● **The input**:
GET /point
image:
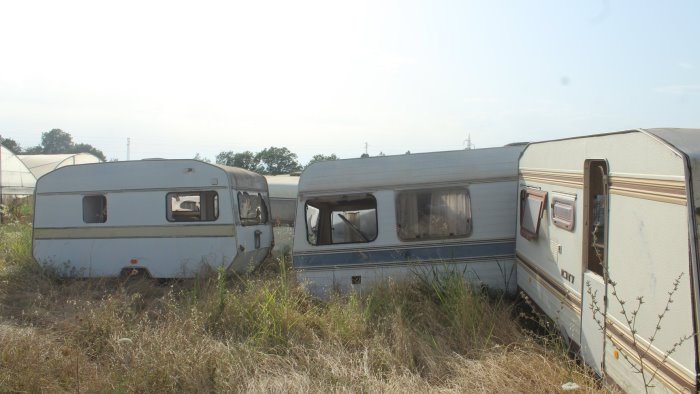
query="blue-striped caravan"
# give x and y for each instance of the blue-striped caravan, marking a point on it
(360, 221)
(166, 218)
(607, 246)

● **The request**:
Rewrite every line above in full, scaling only the x and y coordinates of the answer points: multiply each coordinate by 0.3 and round it to a whole number, with halves rounded up. Leave the pictures out of your answer.

● **Solution to the exercise**:
GET /point
image:
query="blue-striped caravan"
# give x and y for each instance of the blue-striped caravan, marking a point on it
(108, 66)
(50, 65)
(182, 74)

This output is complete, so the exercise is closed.